Article |
How factory layouts depend on the value stream?

Factory design from value stream to layout. Sounds logical and is logical. Central idea is the so-called line back principle. It comprises designing the factory layout inside-out. Or put another way: The factory planning is to be developed starting from the center of value creation towards auxiliary facilities.

What is the problem?

If this concept is so catchy and logical – why only a few people pursue it? Why are factories often planned starting out from buildings whose space is then filled step by step?

Illustration of the principle how in practice factories are often simply filled with equipment

An answer seems to be obvious: First of all, the investment costs are in the focus when it comes to the building and the fixed equipment installed therein. The building, including its building service installations, usually constitutes the largest pool of costs – and now this must be as little as possible. However, the auxiliary facilities become a restriction just at the beginning:

  • Where to install the ventilation system?
  • How to integrate the sanitary installations into the building at reasonable cost?
  • How can the company’s officers get as fast as possible from the parking lot to their offices?
  • Which construction is the cheapest for the building?
  • How can the floor area be utilized at reasonable cost?

Or, conversely, according to the line back principle, you would ask: Which investment can be refinanced by an optimal production structure? Is it not better to operate an efficient value stream in a building that meet the requirements, but is more expensive? Or should we accept inefficient structures in a cost-effective multipurpose building?

Such questions might be hard to answer in individual cases. Experience, however, has shown that low operating costs always help to refinance an investment faster.

An example for illustration

Our great-grandfathers would never have come up with the idea of planning their houses without cellar and attic; there are always things in every household which must be kept exactly there. May be, these things are not the most important ones. But who knows what will be important for the great-grandchildren in 60 years time?

The modern, cost-optimized single-family house, however, stands on a foundation slab, with the first residential floor directly on it. The attic floor is in most cases fully integrated into the housing. After moving in, it often lasts only a few months until the first little timber cottage for this and that can be seen in the garden. And the temporary storage develops into a respectable building after years. Due to the usually restrictive building law, however, they may only be erected as a compromise to attic or cellar; valuable area for creative gardening, recreation and play is lost. And you will nevertheless get wet if you need something from there in the house. “In-house” alternatives are usually even more senseless – who is willing to store the potatoes, for example, in the boiler room?

An example from factory planning

In factory planning, too, there are always apparently marginal locations that get too little attention when weighing up the costs. Lets take the storage as an example: It costs valuable area. Hence, you will try to keep it as small and economical as possible. Therefore, it will be erected in an unheated building beside the production building. There you can also accommodate a few more racks at reasonable cost.

3D perspective of an external cold storage
3D-perspective of the cold storage, inside you can install shelves at low cost

The consequence is that material must be transported from and to the storage and stored intermediately in the production. You will need not only roads and areas, but also additional handling. This might be a manageable solution for long value streams with many concatenated work steps. But if you only look a few years into the future, the scenario will change:

  • The amount of in-house manufacturing will tendentially be reduced.
  • The variety of variants will increase exponentially.
  • Certain stages of production will no longer be necessary.
  • The proportion of ‘C items’ will increase.
  • The value stream will become shorter.

Extracted entries |
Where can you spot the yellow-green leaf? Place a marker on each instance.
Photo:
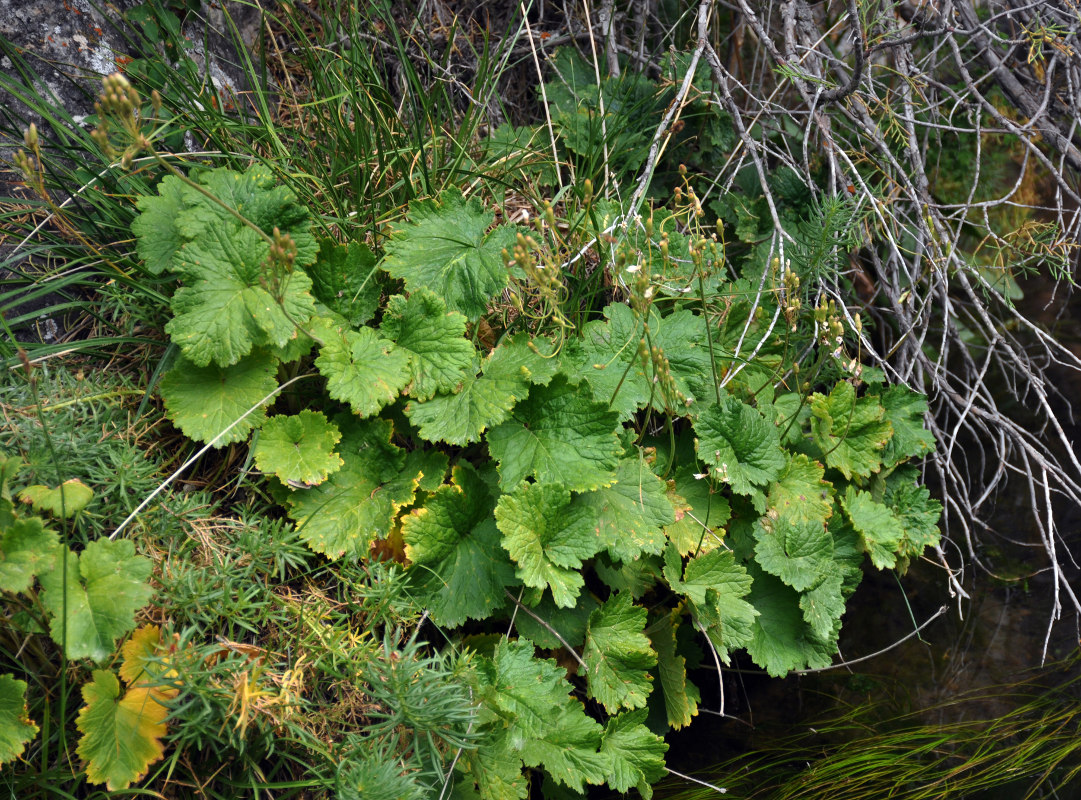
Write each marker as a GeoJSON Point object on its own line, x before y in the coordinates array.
{"type": "Point", "coordinates": [121, 737]}
{"type": "Point", "coordinates": [64, 501]}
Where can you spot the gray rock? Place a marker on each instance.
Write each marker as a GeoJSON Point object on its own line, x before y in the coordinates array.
{"type": "Point", "coordinates": [69, 45]}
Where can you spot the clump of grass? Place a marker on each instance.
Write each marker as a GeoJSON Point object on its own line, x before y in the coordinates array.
{"type": "Point", "coordinates": [1032, 750]}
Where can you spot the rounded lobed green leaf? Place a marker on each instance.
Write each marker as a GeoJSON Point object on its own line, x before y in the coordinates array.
{"type": "Point", "coordinates": [558, 435]}
{"type": "Point", "coordinates": [454, 548]}
{"type": "Point", "coordinates": [26, 548]}
{"type": "Point", "coordinates": [298, 449]}
{"type": "Point", "coordinates": [617, 654]}
{"type": "Point", "coordinates": [205, 401]}
{"type": "Point", "coordinates": [359, 503]}
{"type": "Point", "coordinates": [485, 400]}
{"type": "Point", "coordinates": [445, 247]}
{"type": "Point", "coordinates": [798, 551]}
{"type": "Point", "coordinates": [852, 432]}
{"type": "Point", "coordinates": [121, 736]}
{"type": "Point", "coordinates": [225, 308]}
{"type": "Point", "coordinates": [629, 516]}
{"type": "Point", "coordinates": [741, 447]}
{"type": "Point", "coordinates": [435, 340]}
{"type": "Point", "coordinates": [548, 537]}
{"type": "Point", "coordinates": [361, 368]}
{"type": "Point", "coordinates": [94, 601]}
{"type": "Point", "coordinates": [66, 500]}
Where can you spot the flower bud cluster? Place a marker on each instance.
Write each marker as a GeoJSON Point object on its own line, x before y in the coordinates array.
{"type": "Point", "coordinates": [119, 132]}
{"type": "Point", "coordinates": [789, 294]}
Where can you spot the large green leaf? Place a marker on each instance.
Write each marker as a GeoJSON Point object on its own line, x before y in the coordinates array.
{"type": "Point", "coordinates": [344, 279]}
{"type": "Point", "coordinates": [157, 239]}
{"type": "Point", "coordinates": [917, 511]}
{"type": "Point", "coordinates": [799, 552]}
{"type": "Point", "coordinates": [905, 410]}
{"type": "Point", "coordinates": [64, 501]}
{"type": "Point", "coordinates": [16, 728]}
{"type": "Point", "coordinates": [559, 436]}
{"type": "Point", "coordinates": [606, 357]}
{"type": "Point", "coordinates": [800, 494]}
{"type": "Point", "coordinates": [93, 597]}
{"type": "Point", "coordinates": [26, 548]}
{"type": "Point", "coordinates": [548, 536]}
{"type": "Point", "coordinates": [851, 432]}
{"type": "Point", "coordinates": [445, 247]}
{"type": "Point", "coordinates": [435, 340]}
{"type": "Point", "coordinates": [569, 749]}
{"type": "Point", "coordinates": [630, 515]}
{"type": "Point", "coordinates": [823, 604]}
{"type": "Point", "coordinates": [681, 696]}
{"type": "Point", "coordinates": [617, 654]}
{"type": "Point", "coordinates": [495, 768]}
{"type": "Point", "coordinates": [454, 547]}
{"type": "Point", "coordinates": [360, 502]}
{"type": "Point", "coordinates": [484, 400]}
{"type": "Point", "coordinates": [224, 309]}
{"type": "Point", "coordinates": [741, 447]}
{"type": "Point", "coordinates": [879, 529]}
{"type": "Point", "coordinates": [522, 692]}
{"type": "Point", "coordinates": [121, 737]}
{"type": "Point", "coordinates": [257, 196]}
{"type": "Point", "coordinates": [782, 639]}
{"type": "Point", "coordinates": [634, 756]}
{"type": "Point", "coordinates": [361, 368]}
{"type": "Point", "coordinates": [569, 623]}
{"type": "Point", "coordinates": [701, 509]}
{"type": "Point", "coordinates": [203, 401]}
{"type": "Point", "coordinates": [298, 449]}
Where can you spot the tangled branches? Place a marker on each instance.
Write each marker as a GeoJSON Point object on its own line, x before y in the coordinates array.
{"type": "Point", "coordinates": [939, 140]}
{"type": "Point", "coordinates": [949, 128]}
{"type": "Point", "coordinates": [947, 133]}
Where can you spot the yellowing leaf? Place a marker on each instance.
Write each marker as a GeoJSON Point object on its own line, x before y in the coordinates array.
{"type": "Point", "coordinates": [64, 501]}
{"type": "Point", "coordinates": [121, 737]}
{"type": "Point", "coordinates": [141, 666]}
{"type": "Point", "coordinates": [16, 728]}
{"type": "Point", "coordinates": [298, 448]}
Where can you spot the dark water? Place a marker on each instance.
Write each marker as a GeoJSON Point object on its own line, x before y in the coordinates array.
{"type": "Point", "coordinates": [981, 662]}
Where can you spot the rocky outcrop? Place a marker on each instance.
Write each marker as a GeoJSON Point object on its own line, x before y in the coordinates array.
{"type": "Point", "coordinates": [59, 50]}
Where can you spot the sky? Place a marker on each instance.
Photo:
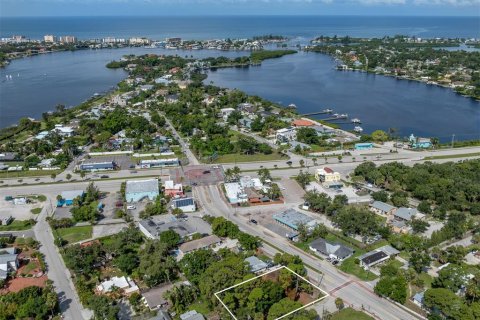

Complete the following |
A. List every change the article on factory layouts expects when one looks a few years into the future.
B. Reproduce the passage of the article on factory layouts between "An answer seems" and "for the building?", inclusive.
The material stands apart from the article on factory layouts.

Answers by task |
A.
- The amount of in-house manufacturing will tend to be reduced.
- The variety of variants will increase exponentially.
- Certain stages of production will no longer be necessary.
- The proportion of "C items" will increase.
- The value stream will become shorter.

B.
An answer seems to be obvious: First of all, the investment costs are in the focus when it comes to the building and the fixed equipment installed therein. The building, including its building service installations, usually constitutes the largest pool of costs – and now this must be as little as possible. However, the auxiliary facilities become a restriction just at the beginning:

  • Where to install the ventilation system?
  • How to integrate the sanitary installations into the building at reasonable cost?
  • How can the company’s officers get as fast as possible from the parking lot to their offices?
  • Which construction is the cheapest for the building?